#### Given task:
Reproduce the listing below exactly, minus its pictures.

[Start Records shown]

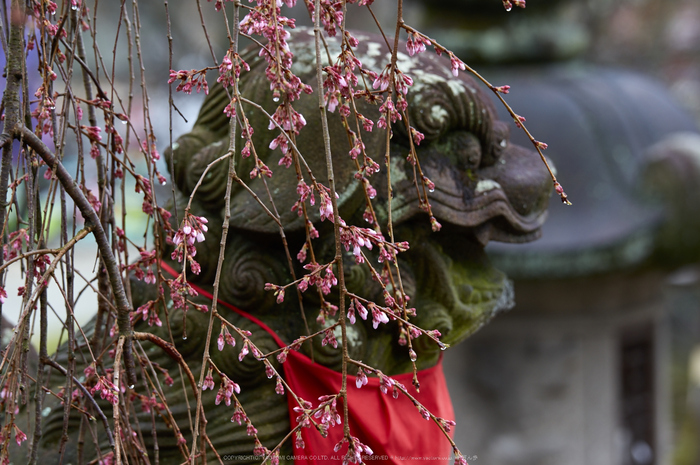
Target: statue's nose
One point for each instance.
(524, 178)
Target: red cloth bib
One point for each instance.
(392, 428)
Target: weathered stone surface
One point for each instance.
(486, 189)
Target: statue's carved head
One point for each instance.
(485, 189)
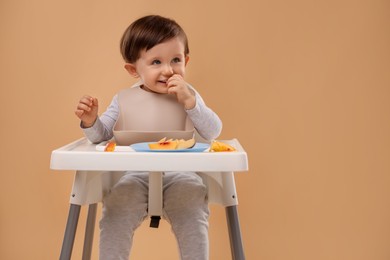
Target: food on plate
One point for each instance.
(217, 146)
(172, 144)
(110, 147)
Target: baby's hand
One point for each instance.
(87, 110)
(176, 85)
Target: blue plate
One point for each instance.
(144, 147)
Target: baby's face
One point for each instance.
(159, 63)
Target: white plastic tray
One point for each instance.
(82, 155)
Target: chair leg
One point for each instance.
(70, 232)
(89, 231)
(236, 244)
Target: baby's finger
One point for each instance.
(84, 107)
(79, 113)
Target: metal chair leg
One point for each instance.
(89, 231)
(70, 232)
(236, 244)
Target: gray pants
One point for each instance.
(185, 207)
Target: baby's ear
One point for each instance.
(131, 70)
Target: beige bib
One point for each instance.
(147, 117)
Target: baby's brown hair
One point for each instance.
(148, 31)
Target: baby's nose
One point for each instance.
(168, 70)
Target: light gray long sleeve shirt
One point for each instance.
(206, 121)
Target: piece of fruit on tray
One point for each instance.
(110, 147)
(217, 146)
(172, 144)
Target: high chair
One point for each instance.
(98, 171)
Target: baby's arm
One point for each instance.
(101, 128)
(205, 120)
(185, 95)
(87, 110)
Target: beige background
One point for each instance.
(304, 85)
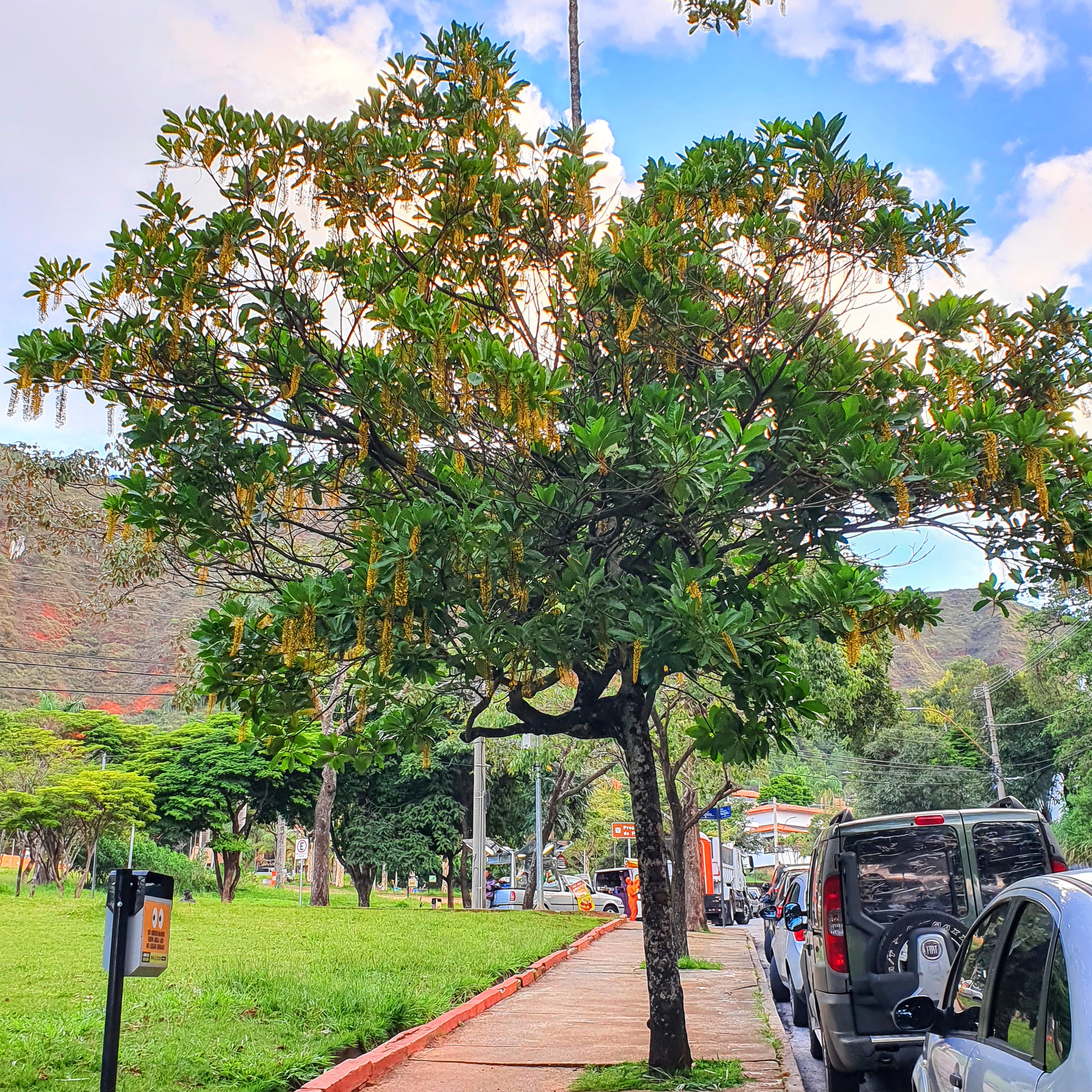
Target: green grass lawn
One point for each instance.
(258, 996)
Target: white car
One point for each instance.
(1017, 1013)
(557, 897)
(786, 976)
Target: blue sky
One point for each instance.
(985, 101)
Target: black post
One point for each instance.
(720, 850)
(122, 886)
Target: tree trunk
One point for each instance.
(575, 65)
(679, 881)
(280, 854)
(529, 889)
(233, 872)
(449, 876)
(363, 875)
(669, 1046)
(464, 888)
(694, 895)
(324, 809)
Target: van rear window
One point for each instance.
(1007, 852)
(904, 871)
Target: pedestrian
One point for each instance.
(633, 887)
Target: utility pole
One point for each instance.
(995, 755)
(94, 859)
(540, 901)
(478, 835)
(575, 66)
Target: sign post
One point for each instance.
(136, 945)
(303, 849)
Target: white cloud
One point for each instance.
(539, 25)
(1052, 243)
(911, 40)
(84, 87)
(924, 183)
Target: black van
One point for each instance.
(890, 900)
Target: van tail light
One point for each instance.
(833, 925)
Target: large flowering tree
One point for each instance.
(425, 403)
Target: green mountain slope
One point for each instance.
(991, 638)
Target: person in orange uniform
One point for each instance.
(633, 887)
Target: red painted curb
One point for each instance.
(353, 1074)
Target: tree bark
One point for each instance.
(325, 805)
(529, 888)
(324, 810)
(233, 872)
(694, 894)
(363, 875)
(575, 65)
(280, 854)
(464, 888)
(669, 1046)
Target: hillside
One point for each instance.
(51, 641)
(991, 638)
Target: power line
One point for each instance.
(100, 671)
(80, 655)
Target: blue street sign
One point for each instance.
(724, 812)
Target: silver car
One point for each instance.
(1017, 1013)
(786, 975)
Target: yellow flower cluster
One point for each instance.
(854, 641)
(1034, 474)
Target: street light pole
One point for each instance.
(478, 885)
(94, 857)
(994, 754)
(540, 902)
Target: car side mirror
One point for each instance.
(792, 913)
(915, 1014)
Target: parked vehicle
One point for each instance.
(786, 974)
(772, 902)
(1017, 1013)
(736, 866)
(558, 897)
(890, 900)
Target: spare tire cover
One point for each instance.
(898, 934)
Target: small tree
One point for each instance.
(496, 428)
(218, 781)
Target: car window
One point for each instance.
(1060, 1028)
(904, 871)
(1007, 852)
(974, 972)
(1014, 1015)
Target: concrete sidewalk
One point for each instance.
(592, 1010)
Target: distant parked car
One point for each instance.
(890, 900)
(1017, 1011)
(772, 901)
(786, 975)
(557, 896)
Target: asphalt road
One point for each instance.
(812, 1072)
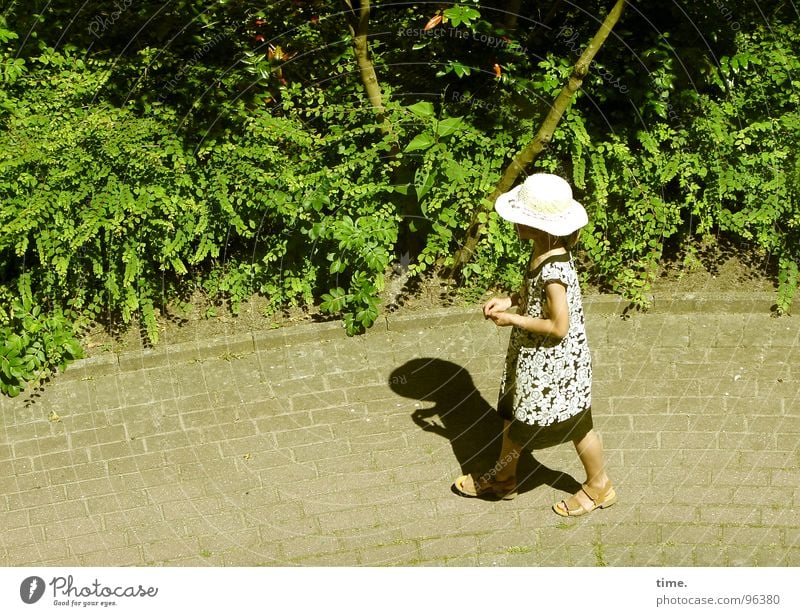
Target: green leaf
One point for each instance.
(423, 110)
(421, 142)
(335, 301)
(448, 126)
(459, 14)
(425, 182)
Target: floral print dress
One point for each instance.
(547, 382)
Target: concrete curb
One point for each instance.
(594, 305)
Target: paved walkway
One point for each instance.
(304, 447)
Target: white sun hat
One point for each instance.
(543, 201)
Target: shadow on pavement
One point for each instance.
(461, 415)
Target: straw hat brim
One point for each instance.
(564, 223)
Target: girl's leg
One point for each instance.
(590, 452)
(509, 456)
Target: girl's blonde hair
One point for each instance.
(571, 240)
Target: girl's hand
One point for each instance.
(504, 319)
(496, 305)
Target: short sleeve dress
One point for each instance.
(547, 382)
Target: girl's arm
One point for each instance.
(556, 326)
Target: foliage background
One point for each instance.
(151, 149)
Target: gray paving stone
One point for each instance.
(208, 462)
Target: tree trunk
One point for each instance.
(512, 12)
(540, 141)
(358, 23)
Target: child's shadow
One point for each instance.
(470, 423)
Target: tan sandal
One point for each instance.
(506, 489)
(573, 507)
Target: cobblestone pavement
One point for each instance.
(304, 447)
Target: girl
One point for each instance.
(545, 396)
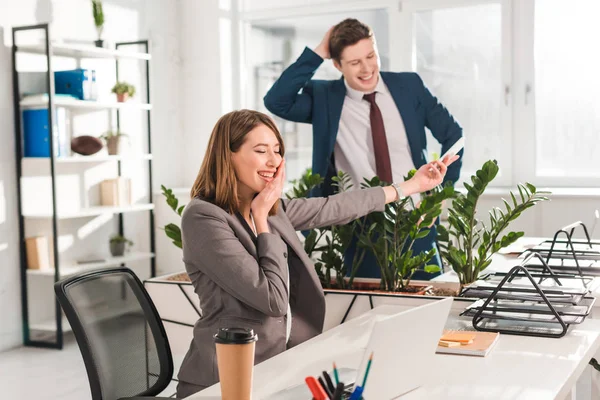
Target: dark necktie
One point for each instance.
(382, 153)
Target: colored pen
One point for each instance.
(328, 381)
(367, 371)
(335, 374)
(339, 391)
(325, 388)
(357, 394)
(316, 389)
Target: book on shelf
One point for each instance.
(38, 254)
(468, 343)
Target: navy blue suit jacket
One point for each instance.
(297, 97)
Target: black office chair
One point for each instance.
(121, 337)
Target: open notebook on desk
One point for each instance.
(452, 342)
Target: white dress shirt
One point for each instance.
(353, 149)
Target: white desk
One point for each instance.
(519, 367)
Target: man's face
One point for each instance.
(359, 64)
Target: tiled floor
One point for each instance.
(43, 374)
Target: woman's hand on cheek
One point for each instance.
(263, 202)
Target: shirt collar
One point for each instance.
(358, 95)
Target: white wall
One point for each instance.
(10, 293)
(200, 80)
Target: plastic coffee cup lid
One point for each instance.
(235, 336)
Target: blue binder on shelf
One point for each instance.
(77, 83)
(36, 135)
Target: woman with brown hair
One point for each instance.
(240, 246)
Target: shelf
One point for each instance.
(82, 51)
(50, 325)
(94, 211)
(89, 159)
(65, 101)
(72, 269)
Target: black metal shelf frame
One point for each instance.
(520, 313)
(569, 252)
(45, 28)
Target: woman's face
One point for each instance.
(256, 161)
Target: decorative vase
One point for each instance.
(117, 249)
(112, 144)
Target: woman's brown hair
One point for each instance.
(216, 182)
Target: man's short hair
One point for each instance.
(347, 33)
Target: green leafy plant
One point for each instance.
(301, 188)
(467, 244)
(339, 238)
(172, 230)
(121, 88)
(98, 14)
(391, 234)
(120, 239)
(331, 255)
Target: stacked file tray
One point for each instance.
(569, 255)
(519, 305)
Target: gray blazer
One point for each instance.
(241, 280)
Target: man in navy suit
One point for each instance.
(368, 122)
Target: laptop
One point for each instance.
(403, 347)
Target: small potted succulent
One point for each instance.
(124, 91)
(98, 14)
(118, 243)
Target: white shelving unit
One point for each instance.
(88, 159)
(76, 177)
(72, 269)
(79, 51)
(36, 102)
(94, 211)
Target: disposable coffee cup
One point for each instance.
(235, 360)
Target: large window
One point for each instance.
(521, 77)
(458, 54)
(567, 83)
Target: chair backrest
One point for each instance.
(119, 332)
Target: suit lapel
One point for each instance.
(405, 102)
(336, 96)
(288, 234)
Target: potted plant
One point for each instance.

[End Records shown]

#### The result:
Target: statue's nose
One point for each instance.
(524, 178)
Target: red cloth bib
One point for each instance.
(392, 428)
Target: weathered stone surface
One point for each instance.
(486, 189)
Target: statue's carved head
One point for each instance.
(485, 189)
Target: food on plate
One point for each instance.
(217, 146)
(172, 144)
(110, 147)
Target: baby's hand
One point for each instance.
(87, 110)
(176, 85)
Target: blue plate
One point for each instance.
(144, 147)
Target: baby's face
One point for each instance.
(159, 63)
Target: white plastic tray
One point for each instance.
(82, 155)
Target: chair leg
One point for each instance.
(70, 232)
(89, 231)
(236, 244)
Target: baby's finger
One point for each instance.
(84, 107)
(79, 113)
Target: metal chair leg
One point for each instance.
(89, 231)
(70, 232)
(236, 244)
Target: gray pants
One point for each instance.
(185, 207)
Target: baby's ear
One point for each instance.
(131, 70)
Target: beige bib
One point for each instance.
(147, 117)
Target: baby's brown hair
One point for each instance.
(148, 31)
Target: baby's nose
One point for each instance.
(168, 70)
Target: light gray long sleeve shirt
One point for each instance.
(206, 121)
Target: piece of fruit on tray
One point for each instance.
(110, 147)
(217, 146)
(172, 144)
Target: high chair
One point for each instance.
(98, 171)
Target: baby's arm
One point for each instance.
(101, 128)
(205, 120)
(185, 95)
(87, 110)
Target: beige background
One point for each instance.
(304, 85)
Target: green grass lawn
One point for each instance.
(258, 996)
Target: white car
One point for each instance.
(1017, 1013)
(557, 897)
(786, 976)
Target: blue sky
One point for each instance.
(985, 101)
Target: black post
One point for each instance.
(720, 850)
(122, 886)
Target: tree trunk
One point for each instance.
(575, 65)
(679, 881)
(280, 854)
(529, 889)
(233, 872)
(449, 876)
(363, 875)
(669, 1046)
(464, 888)
(694, 895)
(324, 809)
Target: van rear window
One point for each instance.
(1007, 852)
(904, 871)
Target: pedestrian
One point for each instance.
(633, 887)
Target: utility pole
One point for each instance.
(995, 755)
(94, 859)
(540, 901)
(478, 835)
(575, 66)
Target: sign post
One point for each instance.
(136, 945)
(303, 849)
Target: white cloud
One point for each instance.
(539, 25)
(1052, 243)
(911, 40)
(84, 87)
(924, 183)
Target: black van
One point for each instance.
(890, 900)
Target: van tail light
One point for each instance.
(833, 925)
Target: large flowering tree
One point for each instance.
(425, 403)
Target: green mountain slope
One point for each instance.
(991, 638)
Target: person in orange uniform
One point for each instance.
(633, 887)
Target: red painted curb
One point for each instance.
(353, 1074)
Target: tree bark
One point for each instance.
(325, 805)
(529, 888)
(324, 810)
(233, 872)
(694, 894)
(363, 875)
(575, 65)
(280, 854)
(464, 888)
(669, 1046)
Target: hillside
One point for each instance.
(51, 641)
(991, 638)
Target: power line
One point for each instance.
(100, 671)
(80, 655)
Target: blue street sign
One point for each instance.
(724, 812)
Target: silver car
One point for each instance.
(1017, 1013)
(786, 975)
Target: yellow flower cluster
One point for each instance.
(854, 641)
(1034, 474)
Target: street light pole
One point for each instance.
(478, 885)
(94, 857)
(994, 754)
(540, 902)
Target: car side mirror
One point for each instance.
(792, 913)
(915, 1014)
Target: parked vehicle
One point for each instance.
(786, 974)
(772, 902)
(1017, 1013)
(736, 866)
(558, 897)
(890, 900)
Target: spare tire cover
One point for each instance.
(898, 934)
Target: small tree
One point for each instance.
(496, 428)
(218, 781)
Target: car window
One point for each instance.
(1060, 1028)
(904, 871)
(1007, 852)
(974, 972)
(1014, 1015)
Target: concrete sidewalk
One point for each instance.
(592, 1010)
Target: distant parked car
One point for each instance.
(890, 900)
(1017, 1011)
(772, 901)
(786, 975)
(557, 896)
Target: asphalt road
One point for each instance.
(812, 1072)
Target: green leaf
One point for each instance.
(423, 110)
(421, 142)
(335, 301)
(448, 126)
(459, 14)
(425, 182)
Target: floral print dress
One point for each instance.
(547, 382)
Target: concrete curb
One point for each instance.
(594, 305)
Target: paved walkway
One point for each instance.
(304, 447)
Target: white sun hat
One point for each instance.
(543, 201)
Target: shadow on pavement
One point for each instance.
(461, 415)
Target: straw hat brim
One point for each instance.
(564, 223)
Target: girl's leg
One point for each instance.
(590, 452)
(509, 456)
Target: girl's blonde hair
One point for each instance.
(571, 240)
Target: girl's hand
One point for each instance.
(504, 319)
(496, 305)
Target: short sleeve dress
One point for each instance.
(547, 382)
Target: girl's arm
One point for each instance.
(556, 326)
Target: foliage background
One point for each instance.
(151, 149)
Target: gray paving stone
One point for each instance.
(208, 462)
Target: tree trunk
One point for each instance.
(512, 12)
(540, 141)
(358, 23)
Target: child's shadow
One point for each instance.
(470, 423)
Target: tan sandal
One point for each instance.
(506, 489)
(573, 507)
Target: cobblestone pavement
One point for each instance.
(304, 447)
Target: girl
One point for each instance.
(545, 396)
Target: dark necktie
One point for each instance.
(382, 153)
Target: colored pen
One point for each instance.
(328, 381)
(367, 371)
(335, 374)
(339, 391)
(325, 388)
(357, 394)
(316, 389)
Target: book on shelf
One point for each instance.
(38, 254)
(468, 343)
Target: navy blue suit jacket
One point for each instance.
(297, 97)
Target: black office chair
One point for each instance.
(121, 337)
Target: open notebook on desk
One point for each instance.
(452, 342)
Target: white dress shirt
One point for each instance.
(353, 149)
Target: white desk
One point for each instance.
(519, 367)
Target: man's face
One point for each instance.
(359, 64)
Target: tiled floor
One point for each instance.
(43, 374)
Target: woman's hand on cheek
One point for each instance.
(263, 202)
Target: shirt collar
One point for each instance.
(358, 95)
Target: white wall
One point for each instance.
(10, 293)
(200, 80)
Target: plastic coffee cup lid
One point for each instance.
(235, 336)
Target: blue binder on shelf
One point for each instance.
(77, 83)
(36, 135)
Target: woman with brown hair
One point for each instance.
(240, 246)
Target: shelf
One point for each instance.
(82, 51)
(50, 325)
(94, 211)
(89, 159)
(65, 101)
(72, 269)
Target: black metal shelf frame
One point for each instance.
(520, 313)
(569, 252)
(45, 28)
Target: woman's face
One point for each instance.
(256, 161)
Target: decorative vase
One point for each instance.
(117, 249)
(112, 144)
Target: woman's brown hair
One point for each instance.
(216, 182)
Target: man's short hair
One point for each instance.
(347, 33)
Target: green leafy plant
One point for each instance.
(301, 188)
(467, 244)
(339, 238)
(172, 230)
(121, 88)
(98, 14)
(391, 234)
(120, 239)
(331, 255)
Target: stacked file tray
One point for each instance.
(569, 255)
(519, 305)
Target: gray blazer
One point for each instance.
(241, 280)
Target: man in navy suit
One point for each instance.
(368, 122)
Target: laptop
One point for each instance.
(403, 347)
Target: small potted succulent
One point for each instance.
(124, 91)
(98, 14)
(118, 243)
Target: white shelving unit
One point for each instance.
(88, 159)
(76, 177)
(72, 269)
(79, 51)
(36, 102)
(94, 211)
Target: disposable coffee cup
One point for each instance.
(235, 360)
Target: large window
One point for each instance.
(521, 77)
(458, 54)
(567, 83)
Target: chair backrest
One point for each instance.
(119, 332)
Target: suit lapel
One point for each instance.
(405, 102)
(336, 96)
(288, 234)
Target: potted plant
One point for each instance.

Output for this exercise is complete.